● Required action: Give the count of lines in the entries below that contain the string "chrome", and only that count.
######
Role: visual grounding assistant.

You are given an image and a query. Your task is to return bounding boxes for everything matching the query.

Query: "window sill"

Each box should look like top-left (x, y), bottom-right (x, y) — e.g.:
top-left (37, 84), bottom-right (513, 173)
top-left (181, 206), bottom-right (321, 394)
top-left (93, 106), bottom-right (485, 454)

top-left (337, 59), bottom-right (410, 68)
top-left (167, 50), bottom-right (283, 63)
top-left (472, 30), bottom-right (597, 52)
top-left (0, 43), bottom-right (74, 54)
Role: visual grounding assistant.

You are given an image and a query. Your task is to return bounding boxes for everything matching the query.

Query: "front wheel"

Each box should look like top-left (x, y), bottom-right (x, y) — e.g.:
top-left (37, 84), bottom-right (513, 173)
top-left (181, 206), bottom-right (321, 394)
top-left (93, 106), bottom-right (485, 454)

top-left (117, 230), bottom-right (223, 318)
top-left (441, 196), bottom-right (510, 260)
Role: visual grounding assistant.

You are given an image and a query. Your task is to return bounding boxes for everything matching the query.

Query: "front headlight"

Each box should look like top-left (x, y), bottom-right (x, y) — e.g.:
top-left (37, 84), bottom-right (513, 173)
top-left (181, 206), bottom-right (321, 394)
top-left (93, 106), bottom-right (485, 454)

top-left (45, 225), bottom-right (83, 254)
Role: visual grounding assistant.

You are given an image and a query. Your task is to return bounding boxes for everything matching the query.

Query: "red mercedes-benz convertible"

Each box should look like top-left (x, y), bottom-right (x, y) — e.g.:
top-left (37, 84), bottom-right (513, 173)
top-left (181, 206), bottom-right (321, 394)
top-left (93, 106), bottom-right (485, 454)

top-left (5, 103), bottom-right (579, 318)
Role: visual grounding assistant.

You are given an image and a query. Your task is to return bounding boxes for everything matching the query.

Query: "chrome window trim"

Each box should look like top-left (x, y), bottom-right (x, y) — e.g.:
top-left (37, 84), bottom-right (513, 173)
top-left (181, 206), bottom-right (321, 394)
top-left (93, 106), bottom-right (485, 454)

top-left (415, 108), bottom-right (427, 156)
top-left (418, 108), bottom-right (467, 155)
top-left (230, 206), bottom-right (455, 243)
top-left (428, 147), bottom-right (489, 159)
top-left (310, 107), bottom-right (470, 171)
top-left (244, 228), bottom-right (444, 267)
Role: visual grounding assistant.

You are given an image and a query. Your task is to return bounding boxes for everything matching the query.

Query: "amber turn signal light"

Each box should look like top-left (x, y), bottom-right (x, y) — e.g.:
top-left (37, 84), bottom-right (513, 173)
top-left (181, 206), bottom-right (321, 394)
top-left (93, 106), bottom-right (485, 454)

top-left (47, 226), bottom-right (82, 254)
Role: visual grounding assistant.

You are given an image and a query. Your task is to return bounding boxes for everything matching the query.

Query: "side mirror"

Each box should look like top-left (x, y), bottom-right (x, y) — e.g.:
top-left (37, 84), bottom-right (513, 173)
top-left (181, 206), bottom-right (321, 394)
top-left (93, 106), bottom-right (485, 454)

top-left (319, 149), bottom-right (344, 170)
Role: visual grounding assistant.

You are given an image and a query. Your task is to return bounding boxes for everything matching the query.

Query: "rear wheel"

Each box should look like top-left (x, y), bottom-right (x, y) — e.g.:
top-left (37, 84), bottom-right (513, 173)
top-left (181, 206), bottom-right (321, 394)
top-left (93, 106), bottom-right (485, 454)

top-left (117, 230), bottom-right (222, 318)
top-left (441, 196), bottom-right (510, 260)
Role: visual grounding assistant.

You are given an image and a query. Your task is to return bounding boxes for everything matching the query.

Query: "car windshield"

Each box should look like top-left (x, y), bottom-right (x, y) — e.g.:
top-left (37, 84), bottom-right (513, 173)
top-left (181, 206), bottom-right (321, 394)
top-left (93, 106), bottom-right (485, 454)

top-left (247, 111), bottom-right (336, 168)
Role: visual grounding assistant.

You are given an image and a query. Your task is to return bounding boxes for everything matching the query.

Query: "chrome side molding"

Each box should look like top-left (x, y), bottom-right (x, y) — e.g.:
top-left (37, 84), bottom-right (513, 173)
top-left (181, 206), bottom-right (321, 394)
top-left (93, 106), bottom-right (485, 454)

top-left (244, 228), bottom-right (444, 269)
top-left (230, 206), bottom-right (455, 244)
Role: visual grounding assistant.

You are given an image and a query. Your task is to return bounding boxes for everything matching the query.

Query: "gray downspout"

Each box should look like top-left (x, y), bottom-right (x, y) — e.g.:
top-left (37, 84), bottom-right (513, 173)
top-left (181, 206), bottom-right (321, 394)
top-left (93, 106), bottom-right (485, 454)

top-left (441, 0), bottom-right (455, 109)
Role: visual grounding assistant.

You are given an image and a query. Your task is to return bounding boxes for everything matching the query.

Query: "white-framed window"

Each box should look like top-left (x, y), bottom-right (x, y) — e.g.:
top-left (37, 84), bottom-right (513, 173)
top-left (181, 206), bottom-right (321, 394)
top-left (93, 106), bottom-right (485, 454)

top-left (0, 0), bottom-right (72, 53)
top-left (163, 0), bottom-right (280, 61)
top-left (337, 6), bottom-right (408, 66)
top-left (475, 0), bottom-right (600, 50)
######
● Task answer: 2